* **Предложенный отрывок**:

Моя научная уголовная биография оказалась чрезвычайно богатой. Следствию известны были не только мое отношение к открытию Лепешинской, Бошьяна, но и мои выступления в диспутах о "вирховианстве", в дискуссиях с проповедниками "нового направления в патологии", с борьбой против "неврологического деспотизма" в медицине, с выступлениями в защиту исследований Л. С. Штерн. Следствие считало меня активным противником учения И. П. Павлова. По-видимому, у меня была такая агентурная репутация, хотя в действительности я был только против опошления этого учения его эпигонами. Перечислив все мои научно-методологические грехи, следователь "успокоил" меня, что они не являются уголовным преступлением, предусмотренным уголовным кодексом. По-видимому, он считал, что у меня достаточно большой запас других преступлений, чтобы в качестве довеска не присоединять к ним и эти грехи. Если не иметь в виду отсутствие необходимости в этом, то и эти грехи могли быть трансформированы в тяжелое политическое преступление, как это было в делах генетиков, микробиологов, поэтов, писателей, работников искусства. Мои научные грехи в моем уголовном комплексе играли только роль фона. Как мне заявил мой куратор, они только важны следствию в качестве характеристики моей общей антисоветской физиономии, как яростного врага передовой советской науки и защитника реакционных учений Вирхова, Штерн. Так откликнулось мне в стенах Лефортовского замка мое донкихотское ауканье в схватках с невеждами и торгашами наукой.

* **Что нужно сделать**:
a) Переведите на английский язык предложение из отрывка: «Мои научные грехи в моем уголовном комплексе играли только роль фона.»
b) Перескажите в виде списка абзац отрывка, начинающийся словами «Моя научная уголовная биография», сохранив главные факты.
c) Продолжите отрывок о научных «грехах» автора, которые следствие ему припомнило, с того места, где он заканчивается.
Записи — отдельный материал, с отрывком они не связаны.

* **Исходные данные**:
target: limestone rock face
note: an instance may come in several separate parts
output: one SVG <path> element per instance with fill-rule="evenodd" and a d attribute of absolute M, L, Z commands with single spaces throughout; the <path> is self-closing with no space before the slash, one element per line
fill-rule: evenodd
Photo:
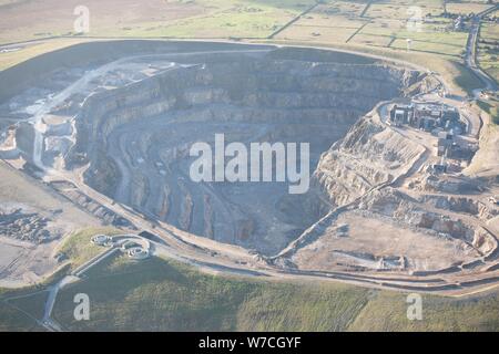
<path fill-rule="evenodd" d="M 401 136 L 359 118 L 420 81 L 420 73 L 389 65 L 272 58 L 179 66 L 86 97 L 64 164 L 89 165 L 91 187 L 145 215 L 275 253 L 334 205 L 396 178 L 404 170 L 394 163 L 417 158 Z M 191 145 L 212 144 L 220 133 L 227 144 L 310 143 L 310 192 L 291 197 L 282 184 L 193 184 Z"/>

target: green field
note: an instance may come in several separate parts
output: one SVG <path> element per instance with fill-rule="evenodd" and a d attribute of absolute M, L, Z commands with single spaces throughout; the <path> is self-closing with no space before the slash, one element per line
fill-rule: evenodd
<path fill-rule="evenodd" d="M 499 82 L 499 23 L 485 22 L 480 27 L 478 63 Z"/>
<path fill-rule="evenodd" d="M 42 331 L 44 287 L 0 290 L 0 331 Z M 90 298 L 89 321 L 73 319 L 77 293 Z M 213 275 L 171 260 L 118 256 L 64 288 L 52 317 L 69 331 L 499 330 L 498 291 L 461 300 L 422 295 L 421 321 L 407 319 L 406 296 L 336 282 Z"/>
<path fill-rule="evenodd" d="M 72 317 L 75 293 L 91 320 Z M 499 330 L 499 293 L 471 300 L 424 296 L 424 320 L 406 316 L 406 295 L 338 283 L 267 282 L 200 273 L 172 261 L 118 258 L 68 288 L 54 317 L 72 331 L 410 331 Z"/>
<path fill-rule="evenodd" d="M 90 242 L 91 237 L 98 233 L 112 236 L 123 232 L 113 228 L 80 230 L 74 232 L 73 235 L 70 235 L 62 243 L 62 246 L 58 249 L 58 252 L 63 252 L 68 257 L 71 263 L 71 268 L 75 269 L 104 251 L 102 247 L 95 246 Z"/>

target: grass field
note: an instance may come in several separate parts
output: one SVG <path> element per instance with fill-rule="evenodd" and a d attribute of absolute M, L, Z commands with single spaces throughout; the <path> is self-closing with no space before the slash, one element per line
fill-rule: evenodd
<path fill-rule="evenodd" d="M 499 23 L 485 22 L 480 27 L 478 63 L 499 82 Z"/>
<path fill-rule="evenodd" d="M 103 248 L 90 242 L 92 236 L 98 233 L 104 235 L 118 235 L 123 231 L 113 228 L 91 228 L 80 230 L 67 237 L 65 241 L 61 244 L 58 252 L 63 252 L 70 263 L 71 268 L 78 268 L 88 260 L 103 252 Z"/>
<path fill-rule="evenodd" d="M 74 295 L 90 320 L 73 317 Z M 0 331 L 41 331 L 47 291 L 0 291 Z M 407 319 L 407 294 L 333 282 L 284 282 L 202 273 L 151 258 L 108 259 L 58 295 L 53 317 L 69 331 L 498 331 L 499 292 L 470 299 L 422 295 L 422 320 Z"/>
<path fill-rule="evenodd" d="M 91 320 L 72 317 L 88 293 Z M 118 258 L 68 288 L 55 319 L 69 330 L 345 331 L 499 330 L 497 292 L 472 300 L 424 296 L 424 320 L 407 320 L 406 295 L 338 283 L 284 283 L 203 274 L 161 259 Z"/>

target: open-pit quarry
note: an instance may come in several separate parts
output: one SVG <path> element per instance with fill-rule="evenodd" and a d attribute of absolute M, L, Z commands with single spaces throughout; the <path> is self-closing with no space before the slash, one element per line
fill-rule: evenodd
<path fill-rule="evenodd" d="M 200 268 L 456 295 L 499 283 L 497 163 L 477 173 L 478 150 L 437 174 L 437 138 L 386 123 L 388 102 L 438 97 L 438 75 L 324 50 L 144 42 L 80 44 L 45 54 L 59 66 L 32 71 L 42 55 L 13 67 L 30 76 L 2 87 L 2 168 Z M 190 148 L 215 134 L 309 143 L 310 188 L 193 181 Z M 478 129 L 462 138 L 486 144 Z M 22 242 L 54 249 L 60 217 L 0 200 L 1 238 L 20 241 L 28 218 Z"/>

* **Ответы по заданиям**:
a) In my criminal case as a whole, my scientific sins played only the role of a background.

b)
- Следствию была известна моя научная биография: отношение к открытию Лепешинской и Бошьяна, выступления в диспутах о «вирховианстве», споры с проповедниками «нового направления в патологии», борьба против «неврологического деспотизма» в медицине, защита исследований Л. С. Штерн.
- Следствие считало меня активным противником учения И. П. Павлова, хотя я выступал лишь против опошления этого учения эпигонами.
- Следователь заявил, что эти грехи не являются уголовным преступлением по уголовному кодексу. По-видимому, других «преступлений» у меня хватало и без них.
- При необходимости и эти грехи могли стать тяжелым политическим преступлением, как в делах генетиков, микробиологов, поэтов, писателей и работников искусства.
- В деле научные грехи служили только фоном. Они характеризовали мою «антисоветскую физиономию» врага передовой советской науки и защитника учений Вирхова и Штерн.
- Так в Лефортовском замке отозвались мои споры с невеждами и торгашами наукой.

c)
Необходимо, однако, вернуться к основному содержанию следствия. Каждый сеанс его, после введения меня в кабинет следователя, открывался им следующим диалогом: "Ну". - "Что - ну?" (с повторениями). "Рассказывайте". - "Что рассказывать?" - "Вы сами знаете, что рассказывать". - "Мне нечего рассказывать из того, что вам нужно". Эта тошнотворная жвачка была увертюрой к каждому допросу; от одной мысли, что она предстоит, начинало сосать под ложечкой, как будто кто-то намотал на палец конец кишки и медленно ее накручивает на него (прошу извинить слишком натуралистическое анатомическое сравнение). После нескольких бесплодных "ну" следователь, заглянув в какую-либо из двух толстых папок с моим досье, подавал какой-нибудь конец преступной нити. Завязывалась беседа на тему еврейского буржуазного национализма и моего отношения к нему в аспекте изложенных выше уголовных трактовок этого понятия. Я был погружен в глубокую его трясину не только собственным опытом знакомства с откровенно беззастенчивыми проявлениями национальной дискриминации, о которой с полным знанием дела я рассказывал, но и доносами, показаниями сопроцессников, агентурными сведениями о моей реакции на то, что я в своем ослеплении наивно считал антисемитизмом. Были неожиданные намеки на националистические прегрешения, вошедшие в следственный материал, но о которых я с детской безмятежностью не подозревал.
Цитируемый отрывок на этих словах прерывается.